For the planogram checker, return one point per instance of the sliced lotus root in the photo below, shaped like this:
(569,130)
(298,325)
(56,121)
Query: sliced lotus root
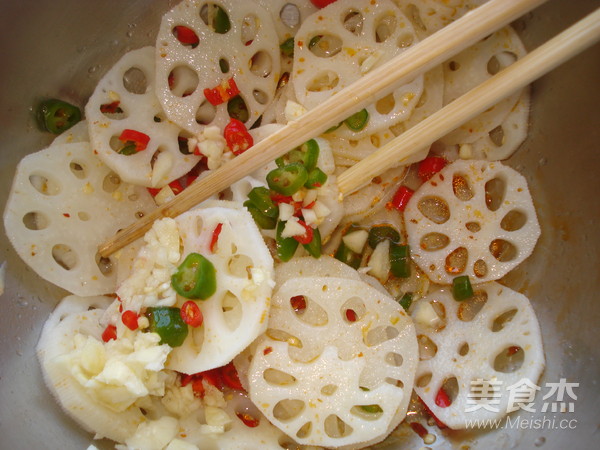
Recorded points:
(342,42)
(472,67)
(473,218)
(336,365)
(125,100)
(475,350)
(80,315)
(237,312)
(505,139)
(235,40)
(63,204)
(287,15)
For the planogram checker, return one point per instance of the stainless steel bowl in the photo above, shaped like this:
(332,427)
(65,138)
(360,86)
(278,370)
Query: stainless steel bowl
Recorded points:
(62,48)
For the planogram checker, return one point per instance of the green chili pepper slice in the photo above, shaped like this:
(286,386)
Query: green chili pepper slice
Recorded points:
(357,121)
(57,116)
(286,247)
(287,180)
(406,300)
(400,260)
(221,21)
(314,246)
(261,198)
(166,321)
(461,288)
(195,277)
(347,256)
(237,108)
(287,47)
(382,232)
(264,222)
(316,179)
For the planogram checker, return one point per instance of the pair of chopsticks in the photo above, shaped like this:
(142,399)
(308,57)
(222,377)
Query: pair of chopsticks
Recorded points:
(416,60)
------------------------------------------------
→ Directions for this task
Change every "planogram checker" in the lines above to "shelf auditor", keeping everything else the same. Leave the pictures out of your answer.

→ Output of the exercise
For the shelf auditor, return one point per instance of the sliced lotus root in the photo below, shaped like this:
(569,130)
(298,325)
(56,121)
Query: sliced lotus root
Recorded points:
(342,42)
(472,67)
(473,218)
(336,365)
(125,100)
(475,350)
(80,315)
(237,312)
(505,139)
(235,40)
(63,204)
(287,15)
For the shelf auditor, return one point per instance of the stainless steel bowl in the photo above, shaped like this:
(332,427)
(65,138)
(360,86)
(278,370)
Query: stainless steel bowl
Recorded points:
(62,48)
For the shelf auditor, return one point per instance of the green chili pepper slice in the photo above, shaped like this:
(286,386)
Query: green chili pepper slice
Recorded points:
(357,121)
(57,116)
(286,247)
(287,180)
(406,300)
(400,260)
(221,21)
(314,246)
(261,198)
(166,321)
(461,288)
(195,277)
(347,256)
(237,108)
(287,47)
(382,232)
(264,222)
(316,179)
For the shelf auditor, return one point per instance of the pair of chopsticks in the photo above, shaped like this:
(142,399)
(308,57)
(222,377)
Query: pair of chopsticks
Recorded points:
(416,60)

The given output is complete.